> **TASK OBJECTIVE**
The output should be limited to the line holding "the white trousers" and the lines after it through the end of the entries, each restated exactly.

[Start of section]

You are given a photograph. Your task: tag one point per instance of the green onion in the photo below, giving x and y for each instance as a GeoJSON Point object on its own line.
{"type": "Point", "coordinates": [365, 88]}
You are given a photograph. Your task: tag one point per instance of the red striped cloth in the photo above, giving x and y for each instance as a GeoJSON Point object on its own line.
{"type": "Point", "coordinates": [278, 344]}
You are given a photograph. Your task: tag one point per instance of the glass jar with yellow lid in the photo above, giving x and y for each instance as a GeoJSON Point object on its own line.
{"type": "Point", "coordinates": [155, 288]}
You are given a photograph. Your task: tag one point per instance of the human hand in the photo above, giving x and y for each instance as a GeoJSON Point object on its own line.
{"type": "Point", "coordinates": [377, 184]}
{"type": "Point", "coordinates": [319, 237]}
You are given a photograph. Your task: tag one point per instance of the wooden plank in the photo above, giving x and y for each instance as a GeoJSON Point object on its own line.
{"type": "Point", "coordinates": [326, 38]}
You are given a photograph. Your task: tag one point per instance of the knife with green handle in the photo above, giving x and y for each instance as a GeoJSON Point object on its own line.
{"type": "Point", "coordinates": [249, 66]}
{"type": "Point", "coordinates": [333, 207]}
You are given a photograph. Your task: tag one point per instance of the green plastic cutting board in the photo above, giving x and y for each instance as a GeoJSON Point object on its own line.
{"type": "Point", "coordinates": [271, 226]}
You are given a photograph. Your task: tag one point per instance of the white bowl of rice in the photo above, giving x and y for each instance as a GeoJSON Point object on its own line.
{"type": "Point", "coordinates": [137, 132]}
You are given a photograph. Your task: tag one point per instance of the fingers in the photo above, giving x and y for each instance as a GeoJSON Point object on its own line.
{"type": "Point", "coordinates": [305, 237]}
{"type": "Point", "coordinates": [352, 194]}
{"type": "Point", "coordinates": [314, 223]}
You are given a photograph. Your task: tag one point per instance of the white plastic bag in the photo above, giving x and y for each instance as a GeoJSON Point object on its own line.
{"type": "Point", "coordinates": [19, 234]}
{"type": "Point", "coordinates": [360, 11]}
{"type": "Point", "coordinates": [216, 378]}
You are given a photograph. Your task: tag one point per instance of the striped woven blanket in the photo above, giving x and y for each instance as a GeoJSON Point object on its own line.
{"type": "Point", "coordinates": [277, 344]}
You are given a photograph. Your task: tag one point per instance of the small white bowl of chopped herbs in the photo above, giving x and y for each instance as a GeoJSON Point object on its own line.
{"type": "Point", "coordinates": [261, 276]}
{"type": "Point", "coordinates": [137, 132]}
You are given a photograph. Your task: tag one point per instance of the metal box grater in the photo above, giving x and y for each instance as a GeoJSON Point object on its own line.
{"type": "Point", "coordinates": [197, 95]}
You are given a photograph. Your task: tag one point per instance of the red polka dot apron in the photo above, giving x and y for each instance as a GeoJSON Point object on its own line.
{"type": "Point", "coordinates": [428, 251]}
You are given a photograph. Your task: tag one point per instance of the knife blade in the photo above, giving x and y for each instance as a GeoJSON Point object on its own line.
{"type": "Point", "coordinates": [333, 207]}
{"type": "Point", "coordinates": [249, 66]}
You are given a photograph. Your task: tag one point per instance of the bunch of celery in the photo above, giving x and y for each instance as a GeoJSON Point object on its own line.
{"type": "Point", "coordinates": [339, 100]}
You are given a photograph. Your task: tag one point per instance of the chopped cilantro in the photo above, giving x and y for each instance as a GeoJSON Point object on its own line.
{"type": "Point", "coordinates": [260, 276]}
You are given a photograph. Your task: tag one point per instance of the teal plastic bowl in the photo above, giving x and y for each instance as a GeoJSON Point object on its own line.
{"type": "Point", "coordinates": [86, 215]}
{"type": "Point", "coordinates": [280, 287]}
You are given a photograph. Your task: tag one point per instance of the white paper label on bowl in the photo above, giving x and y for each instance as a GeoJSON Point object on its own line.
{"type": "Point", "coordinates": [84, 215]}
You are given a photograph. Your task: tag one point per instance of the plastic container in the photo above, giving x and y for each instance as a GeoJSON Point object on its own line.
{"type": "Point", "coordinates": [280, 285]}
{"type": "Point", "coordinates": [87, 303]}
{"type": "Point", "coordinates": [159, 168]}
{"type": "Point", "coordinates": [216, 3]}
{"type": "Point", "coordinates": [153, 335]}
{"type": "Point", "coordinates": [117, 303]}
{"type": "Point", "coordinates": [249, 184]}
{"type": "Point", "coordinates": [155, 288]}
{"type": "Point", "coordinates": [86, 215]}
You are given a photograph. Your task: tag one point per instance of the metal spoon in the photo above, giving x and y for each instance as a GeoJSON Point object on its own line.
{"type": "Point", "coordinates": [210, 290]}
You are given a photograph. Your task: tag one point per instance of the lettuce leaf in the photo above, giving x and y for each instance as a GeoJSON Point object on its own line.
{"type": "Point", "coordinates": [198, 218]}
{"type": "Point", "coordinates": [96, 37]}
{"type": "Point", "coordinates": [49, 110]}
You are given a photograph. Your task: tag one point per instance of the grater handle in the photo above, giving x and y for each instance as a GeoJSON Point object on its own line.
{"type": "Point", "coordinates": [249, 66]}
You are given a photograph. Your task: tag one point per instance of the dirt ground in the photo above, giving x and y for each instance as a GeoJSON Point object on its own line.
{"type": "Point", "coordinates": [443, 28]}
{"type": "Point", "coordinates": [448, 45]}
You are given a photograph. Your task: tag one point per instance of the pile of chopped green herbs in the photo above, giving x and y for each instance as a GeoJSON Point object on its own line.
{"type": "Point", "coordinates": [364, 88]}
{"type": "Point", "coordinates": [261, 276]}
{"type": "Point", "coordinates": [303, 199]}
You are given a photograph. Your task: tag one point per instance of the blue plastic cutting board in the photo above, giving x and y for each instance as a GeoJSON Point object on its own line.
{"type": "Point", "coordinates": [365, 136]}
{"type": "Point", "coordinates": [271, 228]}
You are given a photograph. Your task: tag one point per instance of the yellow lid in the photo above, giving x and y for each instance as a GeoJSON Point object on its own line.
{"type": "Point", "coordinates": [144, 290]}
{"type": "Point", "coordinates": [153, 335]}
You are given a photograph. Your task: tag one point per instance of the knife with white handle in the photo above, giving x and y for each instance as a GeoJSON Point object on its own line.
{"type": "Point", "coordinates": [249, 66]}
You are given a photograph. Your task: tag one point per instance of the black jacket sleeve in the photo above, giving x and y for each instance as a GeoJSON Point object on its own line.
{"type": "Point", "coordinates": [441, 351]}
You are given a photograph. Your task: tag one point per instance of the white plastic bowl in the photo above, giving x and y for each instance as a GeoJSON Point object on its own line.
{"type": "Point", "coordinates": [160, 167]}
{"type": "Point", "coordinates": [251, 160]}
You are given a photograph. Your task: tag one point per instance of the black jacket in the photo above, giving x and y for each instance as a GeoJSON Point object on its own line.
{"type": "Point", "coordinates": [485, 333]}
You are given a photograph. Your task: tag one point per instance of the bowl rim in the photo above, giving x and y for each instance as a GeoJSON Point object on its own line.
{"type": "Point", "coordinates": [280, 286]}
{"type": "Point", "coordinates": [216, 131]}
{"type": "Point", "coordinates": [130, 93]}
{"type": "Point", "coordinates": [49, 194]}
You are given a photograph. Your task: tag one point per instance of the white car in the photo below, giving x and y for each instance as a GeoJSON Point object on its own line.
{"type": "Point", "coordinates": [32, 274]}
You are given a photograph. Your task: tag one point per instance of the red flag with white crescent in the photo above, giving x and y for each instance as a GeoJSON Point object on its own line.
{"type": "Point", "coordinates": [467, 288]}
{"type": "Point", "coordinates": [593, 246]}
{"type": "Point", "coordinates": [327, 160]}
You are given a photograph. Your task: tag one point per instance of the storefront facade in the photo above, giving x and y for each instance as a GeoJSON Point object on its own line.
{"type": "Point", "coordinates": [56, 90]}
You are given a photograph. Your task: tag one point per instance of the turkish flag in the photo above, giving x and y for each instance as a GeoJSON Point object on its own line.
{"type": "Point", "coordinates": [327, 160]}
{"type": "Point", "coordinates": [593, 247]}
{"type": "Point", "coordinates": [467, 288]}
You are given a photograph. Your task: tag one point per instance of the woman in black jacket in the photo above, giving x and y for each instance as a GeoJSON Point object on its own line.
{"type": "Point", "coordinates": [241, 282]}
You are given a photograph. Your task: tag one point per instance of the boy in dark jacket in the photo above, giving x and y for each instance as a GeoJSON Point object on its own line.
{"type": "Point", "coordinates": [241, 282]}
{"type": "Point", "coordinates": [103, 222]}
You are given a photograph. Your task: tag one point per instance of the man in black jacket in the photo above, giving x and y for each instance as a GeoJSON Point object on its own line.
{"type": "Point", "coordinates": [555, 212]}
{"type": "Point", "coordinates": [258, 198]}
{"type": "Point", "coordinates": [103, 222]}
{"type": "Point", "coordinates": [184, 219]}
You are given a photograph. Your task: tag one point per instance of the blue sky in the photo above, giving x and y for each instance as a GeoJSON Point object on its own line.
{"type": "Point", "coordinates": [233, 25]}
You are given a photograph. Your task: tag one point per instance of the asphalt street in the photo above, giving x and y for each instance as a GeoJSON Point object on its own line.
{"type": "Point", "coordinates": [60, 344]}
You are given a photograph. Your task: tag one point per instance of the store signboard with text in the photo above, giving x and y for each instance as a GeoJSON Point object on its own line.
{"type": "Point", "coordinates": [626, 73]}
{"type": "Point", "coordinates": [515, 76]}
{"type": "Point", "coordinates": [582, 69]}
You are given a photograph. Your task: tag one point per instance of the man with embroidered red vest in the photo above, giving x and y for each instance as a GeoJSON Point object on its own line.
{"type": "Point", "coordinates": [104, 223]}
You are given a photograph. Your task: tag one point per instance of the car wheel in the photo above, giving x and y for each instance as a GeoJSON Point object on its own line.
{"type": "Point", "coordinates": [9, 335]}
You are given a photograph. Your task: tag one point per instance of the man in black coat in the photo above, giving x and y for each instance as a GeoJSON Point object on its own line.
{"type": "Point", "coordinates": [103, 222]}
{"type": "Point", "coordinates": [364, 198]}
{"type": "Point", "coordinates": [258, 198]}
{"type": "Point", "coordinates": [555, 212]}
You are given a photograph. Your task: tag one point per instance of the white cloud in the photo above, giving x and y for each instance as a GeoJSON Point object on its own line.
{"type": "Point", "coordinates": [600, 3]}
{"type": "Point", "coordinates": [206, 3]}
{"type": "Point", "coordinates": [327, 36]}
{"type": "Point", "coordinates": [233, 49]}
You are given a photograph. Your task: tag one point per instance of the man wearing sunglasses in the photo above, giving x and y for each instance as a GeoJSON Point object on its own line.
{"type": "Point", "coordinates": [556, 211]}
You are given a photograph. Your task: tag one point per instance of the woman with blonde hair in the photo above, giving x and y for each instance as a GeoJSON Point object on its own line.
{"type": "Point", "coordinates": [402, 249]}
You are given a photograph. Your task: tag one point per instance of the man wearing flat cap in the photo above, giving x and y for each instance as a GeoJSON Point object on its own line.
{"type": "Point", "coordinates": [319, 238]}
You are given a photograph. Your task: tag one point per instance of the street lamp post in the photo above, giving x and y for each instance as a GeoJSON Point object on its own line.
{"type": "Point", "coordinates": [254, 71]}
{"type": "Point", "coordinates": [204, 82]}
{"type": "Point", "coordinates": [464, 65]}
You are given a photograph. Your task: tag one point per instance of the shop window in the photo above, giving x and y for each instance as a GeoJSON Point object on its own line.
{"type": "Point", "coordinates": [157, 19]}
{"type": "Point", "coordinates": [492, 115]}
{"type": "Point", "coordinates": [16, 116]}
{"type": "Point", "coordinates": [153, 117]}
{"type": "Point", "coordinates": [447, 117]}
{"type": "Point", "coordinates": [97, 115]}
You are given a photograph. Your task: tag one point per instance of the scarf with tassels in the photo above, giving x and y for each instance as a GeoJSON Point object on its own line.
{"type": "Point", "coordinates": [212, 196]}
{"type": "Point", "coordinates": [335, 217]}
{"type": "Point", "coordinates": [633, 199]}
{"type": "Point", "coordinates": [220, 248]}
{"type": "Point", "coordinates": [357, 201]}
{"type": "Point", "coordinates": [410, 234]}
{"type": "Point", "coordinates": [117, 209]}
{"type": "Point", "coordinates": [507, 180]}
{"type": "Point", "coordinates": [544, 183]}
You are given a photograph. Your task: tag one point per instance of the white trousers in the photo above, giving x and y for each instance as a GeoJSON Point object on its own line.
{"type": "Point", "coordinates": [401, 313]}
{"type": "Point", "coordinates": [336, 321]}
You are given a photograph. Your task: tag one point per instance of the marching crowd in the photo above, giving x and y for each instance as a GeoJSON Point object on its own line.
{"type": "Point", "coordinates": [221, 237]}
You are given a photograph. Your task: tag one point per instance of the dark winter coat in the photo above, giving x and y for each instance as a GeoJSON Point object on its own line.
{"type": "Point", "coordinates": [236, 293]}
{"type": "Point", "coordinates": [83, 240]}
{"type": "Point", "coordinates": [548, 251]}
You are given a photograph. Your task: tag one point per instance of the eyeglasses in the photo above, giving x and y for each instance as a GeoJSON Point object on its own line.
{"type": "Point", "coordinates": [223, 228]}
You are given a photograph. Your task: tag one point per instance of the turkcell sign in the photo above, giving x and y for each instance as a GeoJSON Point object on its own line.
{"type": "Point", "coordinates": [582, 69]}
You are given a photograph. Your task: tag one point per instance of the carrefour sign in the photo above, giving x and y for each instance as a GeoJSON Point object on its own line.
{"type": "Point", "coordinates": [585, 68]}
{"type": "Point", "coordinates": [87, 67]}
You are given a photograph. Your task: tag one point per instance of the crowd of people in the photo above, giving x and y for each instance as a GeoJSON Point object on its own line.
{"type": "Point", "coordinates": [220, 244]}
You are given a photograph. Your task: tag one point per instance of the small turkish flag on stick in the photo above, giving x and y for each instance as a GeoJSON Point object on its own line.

[End of section]

> **TASK OUTPUT**
You are given a photograph. Your task: tag one point per instance of the white trousers in the photo above, giving x and y for each instance as a GeoJSON Point object on its own line.
{"type": "Point", "coordinates": [401, 313]}
{"type": "Point", "coordinates": [336, 321]}
You are given a photograph. Your task: tag one point per instance of the marching crowd in the photo above, giving x and y for each instance as a GeoJSON Point object on its own line.
{"type": "Point", "coordinates": [221, 237]}
You are given a photograph. Your task: tag one point per instance of the dark winter coat in the photo above, giving x and y for each instance as a GeoJSON Point object on its own line.
{"type": "Point", "coordinates": [236, 293]}
{"type": "Point", "coordinates": [83, 240]}
{"type": "Point", "coordinates": [548, 251]}
You are given a photograph. Your task: tag one point per instance of the eyeglasses in the photo above, giving x and y for each instance as a GeoJSON Point object on its own line.
{"type": "Point", "coordinates": [223, 228]}
You are given a photograph. Your task: tag one point per instance of the turkcell sign in the photo above, giving x and y for each instance as a GeoJSON Point object on its own line.
{"type": "Point", "coordinates": [582, 69]}
You are given a photograph. Your task: tag one point per instance of the carrefour sign in the photo above, giving x and y for each instance as a GeoJSON Point object on its own line.
{"type": "Point", "coordinates": [585, 68]}
{"type": "Point", "coordinates": [87, 67]}
You are given a photograph. Your task: tag one point per instance of the crowd of people in the photo above, giving x and y for each instance as a GeoJSON Point object on its own line.
{"type": "Point", "coordinates": [220, 244]}
You are given a photograph. Your task: tag one point per instance of the small turkish flag on stick in the photo above, giving x and y for each instance as a GeoJSON Point object on its own line.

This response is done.